EXERCISE DETAILS - Every line from the one with "Target: stone wall" to the one with "Each instance of the straw", including those two, is to be copied exactly; all other lines of the entries below are left out.

PROVIDED DATA -
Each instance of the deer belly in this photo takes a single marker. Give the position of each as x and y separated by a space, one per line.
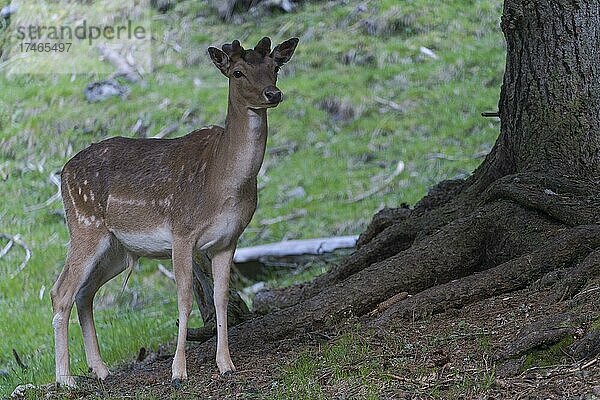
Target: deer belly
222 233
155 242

...

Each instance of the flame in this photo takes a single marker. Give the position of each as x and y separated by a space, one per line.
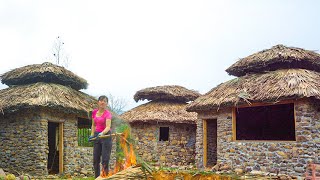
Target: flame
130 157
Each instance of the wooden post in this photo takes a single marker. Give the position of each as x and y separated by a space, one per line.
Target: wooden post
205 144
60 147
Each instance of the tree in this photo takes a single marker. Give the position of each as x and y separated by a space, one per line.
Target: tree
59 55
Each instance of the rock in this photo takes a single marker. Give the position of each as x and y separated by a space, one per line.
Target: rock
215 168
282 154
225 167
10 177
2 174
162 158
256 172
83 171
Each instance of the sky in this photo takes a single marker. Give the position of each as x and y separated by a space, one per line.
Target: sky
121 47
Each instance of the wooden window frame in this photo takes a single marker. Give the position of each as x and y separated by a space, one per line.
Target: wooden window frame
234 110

==

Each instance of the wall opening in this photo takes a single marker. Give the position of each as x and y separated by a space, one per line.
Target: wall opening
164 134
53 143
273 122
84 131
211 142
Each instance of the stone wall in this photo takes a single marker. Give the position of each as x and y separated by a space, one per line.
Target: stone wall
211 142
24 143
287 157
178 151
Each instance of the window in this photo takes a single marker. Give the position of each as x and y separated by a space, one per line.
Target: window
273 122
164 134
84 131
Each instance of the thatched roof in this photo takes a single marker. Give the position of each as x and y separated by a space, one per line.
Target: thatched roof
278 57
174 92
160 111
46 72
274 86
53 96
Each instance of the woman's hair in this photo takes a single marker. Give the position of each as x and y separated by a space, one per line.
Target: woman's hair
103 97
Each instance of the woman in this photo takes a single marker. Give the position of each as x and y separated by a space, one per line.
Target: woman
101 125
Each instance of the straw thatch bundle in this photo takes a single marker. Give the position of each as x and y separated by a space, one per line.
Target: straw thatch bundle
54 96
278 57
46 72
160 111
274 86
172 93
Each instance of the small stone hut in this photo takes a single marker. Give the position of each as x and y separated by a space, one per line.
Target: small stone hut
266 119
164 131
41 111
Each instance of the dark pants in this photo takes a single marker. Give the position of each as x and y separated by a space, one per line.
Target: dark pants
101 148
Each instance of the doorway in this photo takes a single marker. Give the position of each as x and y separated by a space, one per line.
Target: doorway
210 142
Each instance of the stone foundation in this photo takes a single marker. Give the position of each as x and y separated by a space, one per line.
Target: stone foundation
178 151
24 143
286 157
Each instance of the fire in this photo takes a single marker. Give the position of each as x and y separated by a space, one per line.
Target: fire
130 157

EXERCISE OUTPUT -
Target: stone wall
211 142
24 143
287 157
178 151
Each instance of the window in this photo takes a single marker. Give the position of each as x and y separated by a space, one per line.
Target: window
273 122
164 134
84 131
Each instance of the thatched roof in this photo takes a single marker. Give the position of each as x and y separated by a space, one per line.
Target: thatched roof
278 57
174 92
160 111
46 72
274 86
53 96
Each instance of the woman's hair in this photo takes a single marker. Give the position of each as x and y separated by a space, one per line.
Target: woman's hair
103 97
Each instance of the woman in this photo takes a single marker. Give the position of each as x and y separated by a space, one per line.
Target: woman
101 125
Each instance of the straw thatch bundle in this photo takes a single marker. Give the position of each as x and y separated by a space, one per line.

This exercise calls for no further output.